THE PROBLEM :: Please pick up the article on Michael Stewart's death and legacy where it stops and continue it.

DOCUMENT TEXT ::
------------------------------
Seven years after his death, without the city, Dr. Gross or officers admitting to any wrongdoing, the case was settled for $1.7 million.

“How do you put the value to Carrie and Millard Stewart, how do you put a value on the life of their son?” Meyerson asked.

Vincent Warren worked as a paralegal on the civil case and is now a civil rights attorney. He told Inside Edition Digital he was inspired to work in his field because of the Stewart case.

“It should also be clear that this is not coming out of anybody's pocket except for ours as taxpayers,” he said of the million-dollar civil suit settlement. “The idea that part of our tax dollars are going to go to the city to be able to come back to us after the city negligently kills our children makes no sense.”

How Michael Stewart’s Legacy Lives On

In 1989, filmmaker Spike Lee released his film, “Do the Right Thing,” which examined racism in Brooklyn, New York in the 1980s. He would later say that the death of the fictional character, Radio Raheem, in the film was inspired by the death of Michael Stewart. Stewart’s death was also referenced in one of the final scenes.

That same year, musician Lou Reed paid homage to Stewart in the song “Hold On,” where he sings about the headlines in New York City in the 1980s.
Since Stewart’s death, activists have continued to take to the streets to call for justice in the killings of Black men and women whose deaths came as a result of interactions with police.
------------------------------
EXTRACTED INFORMATION ::
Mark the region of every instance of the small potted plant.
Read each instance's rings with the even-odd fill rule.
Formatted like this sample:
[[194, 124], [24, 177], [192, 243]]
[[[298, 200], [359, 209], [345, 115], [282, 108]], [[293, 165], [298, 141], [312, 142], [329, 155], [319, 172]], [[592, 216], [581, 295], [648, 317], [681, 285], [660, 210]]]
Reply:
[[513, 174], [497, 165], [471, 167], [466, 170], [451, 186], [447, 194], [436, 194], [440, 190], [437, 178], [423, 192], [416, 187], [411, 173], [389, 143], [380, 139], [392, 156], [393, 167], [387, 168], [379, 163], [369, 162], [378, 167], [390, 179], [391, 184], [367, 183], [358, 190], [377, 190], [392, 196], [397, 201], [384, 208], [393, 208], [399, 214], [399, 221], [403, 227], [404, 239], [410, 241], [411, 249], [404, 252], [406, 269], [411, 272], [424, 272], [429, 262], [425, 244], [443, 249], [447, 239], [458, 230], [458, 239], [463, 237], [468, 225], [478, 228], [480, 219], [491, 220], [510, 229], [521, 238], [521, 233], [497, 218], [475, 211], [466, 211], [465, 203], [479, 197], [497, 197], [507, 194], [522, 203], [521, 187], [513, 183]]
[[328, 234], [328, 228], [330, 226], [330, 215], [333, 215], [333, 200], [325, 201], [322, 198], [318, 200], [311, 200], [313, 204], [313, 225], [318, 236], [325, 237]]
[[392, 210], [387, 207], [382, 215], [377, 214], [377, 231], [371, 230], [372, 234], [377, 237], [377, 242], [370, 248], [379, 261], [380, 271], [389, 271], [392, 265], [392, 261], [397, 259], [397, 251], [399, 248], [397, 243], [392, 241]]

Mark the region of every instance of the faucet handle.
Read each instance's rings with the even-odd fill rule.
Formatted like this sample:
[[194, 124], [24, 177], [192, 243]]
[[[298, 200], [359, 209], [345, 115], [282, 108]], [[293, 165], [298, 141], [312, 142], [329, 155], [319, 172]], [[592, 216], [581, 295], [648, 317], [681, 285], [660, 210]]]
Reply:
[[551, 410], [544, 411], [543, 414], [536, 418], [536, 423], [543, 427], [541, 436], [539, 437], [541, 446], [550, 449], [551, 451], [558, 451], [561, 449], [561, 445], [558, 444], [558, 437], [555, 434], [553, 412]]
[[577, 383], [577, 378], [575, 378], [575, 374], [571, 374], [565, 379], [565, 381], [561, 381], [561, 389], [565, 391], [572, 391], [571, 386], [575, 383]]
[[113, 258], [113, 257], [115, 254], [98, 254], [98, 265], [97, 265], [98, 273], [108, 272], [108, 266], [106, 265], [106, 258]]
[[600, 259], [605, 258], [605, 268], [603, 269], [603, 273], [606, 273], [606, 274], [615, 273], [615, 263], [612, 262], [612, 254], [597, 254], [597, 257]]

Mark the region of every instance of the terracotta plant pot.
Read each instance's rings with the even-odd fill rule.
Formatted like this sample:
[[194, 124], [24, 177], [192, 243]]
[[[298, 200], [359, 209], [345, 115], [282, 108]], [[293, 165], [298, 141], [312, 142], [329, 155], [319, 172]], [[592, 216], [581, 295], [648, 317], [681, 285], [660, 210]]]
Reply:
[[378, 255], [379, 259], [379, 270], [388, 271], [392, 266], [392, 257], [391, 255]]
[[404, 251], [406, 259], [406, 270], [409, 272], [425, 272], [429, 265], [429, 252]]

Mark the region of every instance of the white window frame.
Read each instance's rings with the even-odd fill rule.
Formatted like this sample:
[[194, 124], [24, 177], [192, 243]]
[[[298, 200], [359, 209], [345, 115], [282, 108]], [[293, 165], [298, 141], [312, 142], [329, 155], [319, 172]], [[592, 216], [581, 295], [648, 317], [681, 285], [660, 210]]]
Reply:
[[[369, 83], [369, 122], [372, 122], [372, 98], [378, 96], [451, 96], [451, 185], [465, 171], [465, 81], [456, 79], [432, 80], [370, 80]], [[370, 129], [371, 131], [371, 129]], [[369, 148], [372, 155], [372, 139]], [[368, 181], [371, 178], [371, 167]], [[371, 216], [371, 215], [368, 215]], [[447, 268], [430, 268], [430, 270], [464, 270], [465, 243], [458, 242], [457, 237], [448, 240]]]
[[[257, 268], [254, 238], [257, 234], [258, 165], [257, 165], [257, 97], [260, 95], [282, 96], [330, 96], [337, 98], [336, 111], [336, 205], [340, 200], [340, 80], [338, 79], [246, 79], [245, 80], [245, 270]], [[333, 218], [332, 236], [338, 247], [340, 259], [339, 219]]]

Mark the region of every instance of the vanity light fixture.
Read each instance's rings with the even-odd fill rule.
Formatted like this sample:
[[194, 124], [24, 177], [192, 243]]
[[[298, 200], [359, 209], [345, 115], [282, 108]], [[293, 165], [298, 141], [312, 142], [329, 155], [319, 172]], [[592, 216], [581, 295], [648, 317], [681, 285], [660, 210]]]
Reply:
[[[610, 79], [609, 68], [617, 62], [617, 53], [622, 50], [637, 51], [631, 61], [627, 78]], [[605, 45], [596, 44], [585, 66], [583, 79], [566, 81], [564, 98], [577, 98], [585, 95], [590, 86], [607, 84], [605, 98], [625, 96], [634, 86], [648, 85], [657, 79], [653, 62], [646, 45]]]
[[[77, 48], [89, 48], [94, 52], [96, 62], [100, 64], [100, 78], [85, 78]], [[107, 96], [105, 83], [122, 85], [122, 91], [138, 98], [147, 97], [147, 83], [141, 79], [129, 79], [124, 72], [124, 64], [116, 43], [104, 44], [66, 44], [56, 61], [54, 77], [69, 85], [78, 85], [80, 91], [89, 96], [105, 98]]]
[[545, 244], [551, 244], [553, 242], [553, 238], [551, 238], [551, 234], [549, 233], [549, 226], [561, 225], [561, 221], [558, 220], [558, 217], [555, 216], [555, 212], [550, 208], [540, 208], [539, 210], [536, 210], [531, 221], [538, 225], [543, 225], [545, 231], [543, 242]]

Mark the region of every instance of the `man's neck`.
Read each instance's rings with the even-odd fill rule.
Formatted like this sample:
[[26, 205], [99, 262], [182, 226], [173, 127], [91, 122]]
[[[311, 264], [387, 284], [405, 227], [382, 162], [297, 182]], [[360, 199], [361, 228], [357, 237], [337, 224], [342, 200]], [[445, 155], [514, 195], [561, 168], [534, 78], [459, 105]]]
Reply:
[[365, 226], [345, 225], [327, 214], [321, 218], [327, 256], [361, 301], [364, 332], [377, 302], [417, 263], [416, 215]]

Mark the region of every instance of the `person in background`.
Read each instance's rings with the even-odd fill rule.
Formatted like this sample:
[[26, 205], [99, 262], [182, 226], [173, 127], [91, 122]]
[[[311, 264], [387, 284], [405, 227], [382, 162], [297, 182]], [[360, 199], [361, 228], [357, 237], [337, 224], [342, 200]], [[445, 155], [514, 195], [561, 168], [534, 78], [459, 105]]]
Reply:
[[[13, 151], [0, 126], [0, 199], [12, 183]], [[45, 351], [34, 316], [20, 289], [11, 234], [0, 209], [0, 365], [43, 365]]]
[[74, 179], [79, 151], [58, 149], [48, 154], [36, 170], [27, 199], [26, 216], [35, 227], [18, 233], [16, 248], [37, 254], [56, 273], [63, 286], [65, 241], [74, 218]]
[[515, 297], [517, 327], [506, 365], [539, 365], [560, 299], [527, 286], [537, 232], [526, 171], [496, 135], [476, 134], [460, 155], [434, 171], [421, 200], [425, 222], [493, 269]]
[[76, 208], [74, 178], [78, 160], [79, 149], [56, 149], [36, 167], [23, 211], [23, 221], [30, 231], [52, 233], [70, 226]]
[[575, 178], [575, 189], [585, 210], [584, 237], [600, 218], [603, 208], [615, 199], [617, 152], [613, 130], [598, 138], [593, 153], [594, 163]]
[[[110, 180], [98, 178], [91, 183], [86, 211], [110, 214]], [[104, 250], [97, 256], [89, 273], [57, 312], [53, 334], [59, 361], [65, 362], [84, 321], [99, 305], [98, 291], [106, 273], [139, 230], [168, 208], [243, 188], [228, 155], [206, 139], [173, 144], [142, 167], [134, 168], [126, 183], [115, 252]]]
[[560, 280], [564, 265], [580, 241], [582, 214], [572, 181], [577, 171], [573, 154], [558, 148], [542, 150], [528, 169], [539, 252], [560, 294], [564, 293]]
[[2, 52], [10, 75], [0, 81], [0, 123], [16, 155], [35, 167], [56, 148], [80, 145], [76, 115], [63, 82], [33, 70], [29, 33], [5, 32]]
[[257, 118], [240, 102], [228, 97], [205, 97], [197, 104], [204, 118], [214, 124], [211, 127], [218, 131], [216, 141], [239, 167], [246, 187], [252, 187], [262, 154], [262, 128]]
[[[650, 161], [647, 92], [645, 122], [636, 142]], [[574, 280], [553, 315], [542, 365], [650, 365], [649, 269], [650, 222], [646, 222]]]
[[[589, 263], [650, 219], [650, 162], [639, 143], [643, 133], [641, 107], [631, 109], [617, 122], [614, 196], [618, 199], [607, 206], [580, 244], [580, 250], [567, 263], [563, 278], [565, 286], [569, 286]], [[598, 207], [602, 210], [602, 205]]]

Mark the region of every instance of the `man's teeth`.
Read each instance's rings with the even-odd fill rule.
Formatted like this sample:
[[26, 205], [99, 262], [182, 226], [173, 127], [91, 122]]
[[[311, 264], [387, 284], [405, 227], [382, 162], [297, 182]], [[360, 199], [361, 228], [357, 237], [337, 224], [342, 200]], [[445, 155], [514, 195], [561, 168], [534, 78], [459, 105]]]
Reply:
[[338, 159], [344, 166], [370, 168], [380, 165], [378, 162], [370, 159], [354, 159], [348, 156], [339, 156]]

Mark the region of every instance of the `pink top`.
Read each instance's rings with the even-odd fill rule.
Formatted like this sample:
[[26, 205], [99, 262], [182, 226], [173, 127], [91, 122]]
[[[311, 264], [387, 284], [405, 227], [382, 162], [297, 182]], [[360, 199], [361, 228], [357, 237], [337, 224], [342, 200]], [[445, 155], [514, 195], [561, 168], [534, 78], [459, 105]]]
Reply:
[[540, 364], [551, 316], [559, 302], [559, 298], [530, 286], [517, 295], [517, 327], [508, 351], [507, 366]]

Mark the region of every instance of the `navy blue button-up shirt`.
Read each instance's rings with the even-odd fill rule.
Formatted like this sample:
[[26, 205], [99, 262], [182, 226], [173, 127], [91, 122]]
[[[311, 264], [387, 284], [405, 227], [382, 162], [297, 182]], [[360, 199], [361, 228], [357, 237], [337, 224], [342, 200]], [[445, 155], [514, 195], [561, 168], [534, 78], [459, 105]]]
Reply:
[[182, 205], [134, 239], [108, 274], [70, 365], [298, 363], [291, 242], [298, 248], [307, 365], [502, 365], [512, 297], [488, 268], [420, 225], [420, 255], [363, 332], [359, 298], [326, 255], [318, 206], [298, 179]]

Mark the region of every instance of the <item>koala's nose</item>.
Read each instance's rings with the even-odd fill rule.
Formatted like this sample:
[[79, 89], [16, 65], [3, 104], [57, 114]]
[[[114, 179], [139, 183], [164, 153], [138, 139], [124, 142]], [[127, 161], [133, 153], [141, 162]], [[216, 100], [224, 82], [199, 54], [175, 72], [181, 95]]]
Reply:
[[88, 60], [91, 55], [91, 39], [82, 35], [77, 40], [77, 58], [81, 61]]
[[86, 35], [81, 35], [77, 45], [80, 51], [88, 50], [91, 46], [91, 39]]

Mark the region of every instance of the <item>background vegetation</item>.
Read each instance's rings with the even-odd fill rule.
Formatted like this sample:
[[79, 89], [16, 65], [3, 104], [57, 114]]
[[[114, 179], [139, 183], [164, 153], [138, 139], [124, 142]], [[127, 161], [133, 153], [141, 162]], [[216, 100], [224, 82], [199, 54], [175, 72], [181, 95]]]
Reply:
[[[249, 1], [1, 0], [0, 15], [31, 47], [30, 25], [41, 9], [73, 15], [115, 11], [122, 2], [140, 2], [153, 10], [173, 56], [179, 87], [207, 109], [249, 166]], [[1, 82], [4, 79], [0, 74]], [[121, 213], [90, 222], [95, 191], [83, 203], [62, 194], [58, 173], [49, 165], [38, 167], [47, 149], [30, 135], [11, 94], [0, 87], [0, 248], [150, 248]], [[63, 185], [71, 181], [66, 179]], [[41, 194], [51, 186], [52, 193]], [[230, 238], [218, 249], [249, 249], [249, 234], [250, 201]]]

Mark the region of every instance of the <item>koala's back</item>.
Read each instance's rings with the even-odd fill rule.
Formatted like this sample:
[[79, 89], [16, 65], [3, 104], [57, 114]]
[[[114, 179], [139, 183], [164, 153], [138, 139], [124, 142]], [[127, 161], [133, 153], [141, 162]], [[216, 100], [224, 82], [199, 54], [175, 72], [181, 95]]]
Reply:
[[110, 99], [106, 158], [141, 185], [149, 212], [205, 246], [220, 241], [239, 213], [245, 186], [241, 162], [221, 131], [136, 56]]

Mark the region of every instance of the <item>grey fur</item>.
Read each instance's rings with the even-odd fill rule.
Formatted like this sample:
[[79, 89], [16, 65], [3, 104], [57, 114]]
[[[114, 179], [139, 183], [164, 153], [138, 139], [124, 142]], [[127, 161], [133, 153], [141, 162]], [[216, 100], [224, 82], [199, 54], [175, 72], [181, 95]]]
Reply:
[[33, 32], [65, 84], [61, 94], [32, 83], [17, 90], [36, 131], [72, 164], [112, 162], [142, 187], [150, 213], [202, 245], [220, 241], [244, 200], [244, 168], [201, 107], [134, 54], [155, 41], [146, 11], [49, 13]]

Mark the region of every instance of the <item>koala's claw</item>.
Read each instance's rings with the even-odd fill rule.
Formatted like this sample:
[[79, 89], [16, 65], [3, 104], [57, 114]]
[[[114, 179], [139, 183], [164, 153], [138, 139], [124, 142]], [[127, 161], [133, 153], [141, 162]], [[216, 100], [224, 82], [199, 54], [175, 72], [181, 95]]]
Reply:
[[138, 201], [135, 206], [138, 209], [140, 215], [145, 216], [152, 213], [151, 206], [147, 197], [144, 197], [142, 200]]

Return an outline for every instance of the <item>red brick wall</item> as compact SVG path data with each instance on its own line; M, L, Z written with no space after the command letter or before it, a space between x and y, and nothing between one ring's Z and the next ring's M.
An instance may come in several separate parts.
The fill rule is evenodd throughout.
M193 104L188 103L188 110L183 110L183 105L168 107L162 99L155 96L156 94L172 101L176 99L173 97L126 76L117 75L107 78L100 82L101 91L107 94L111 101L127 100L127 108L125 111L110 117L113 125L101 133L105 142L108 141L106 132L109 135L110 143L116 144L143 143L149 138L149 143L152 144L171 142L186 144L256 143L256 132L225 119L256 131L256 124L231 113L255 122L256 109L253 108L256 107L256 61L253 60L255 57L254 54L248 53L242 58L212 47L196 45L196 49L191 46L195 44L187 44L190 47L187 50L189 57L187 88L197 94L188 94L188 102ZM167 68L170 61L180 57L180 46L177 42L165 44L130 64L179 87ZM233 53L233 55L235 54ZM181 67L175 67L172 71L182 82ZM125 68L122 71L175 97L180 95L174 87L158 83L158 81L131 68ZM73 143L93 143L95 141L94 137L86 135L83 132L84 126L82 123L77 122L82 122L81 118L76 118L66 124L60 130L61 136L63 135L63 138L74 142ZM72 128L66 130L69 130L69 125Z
------------------------------
EXERCISE ANSWER ::
“We're constantly repeating ourselves because we're not actually making the fundamental changes that would create different circumstances,” Blain said. “What is sad is that since the Michael Stewart case, what has happened in American policing? Well, police forces have been expanded, so they have grown significantly since 1983 but how about the fact that they have been militarized significantly since 1983? If you take a quick look at images or videos of the police officers in New York City, in the 1980s and you compare those images or videos to police officers today, think about the police officers who are showing up in cities as people are challenging police brutality following the George Floyd killing.”

In particular, the videos capturing the deaths of Eric Garner in Staten Island in 2014 and of George Floyd in May 2020 have sparked national protests, with many taking to the streets, screaming their final words of “I can’t breathe.”

“If there had been a video of what happened to Michael Stewart, I think it obviously would have changed everything. The fact that you can make a video, it's very odd, it's a very hard time that we're living in. Black men's deaths are being videotaped,” Goldberg said, “The question is, what is the system going to do to change it?”

One of the witnesses to Stewart’s death was filmmaker and musician Rob Zombie, who took to social media following the death of George Floyd to explain what he saw.

“This happened on my first night after moving to NYC and right outside the window to my dorm room that overlooked Union Square. Myself and my seven roommates witnessed everything. I was 18 and had just seen an unspeakably horrible event,” he wrote.

Zombie said he was interviewed by the district attorney and spoke before the grand jury in the Stewart case, but was not brought in to testify during the trial.

“Now I am 55 and watching the same s*** again and again and again in broad daylight filmed in HD on an iPhone,” he wrote.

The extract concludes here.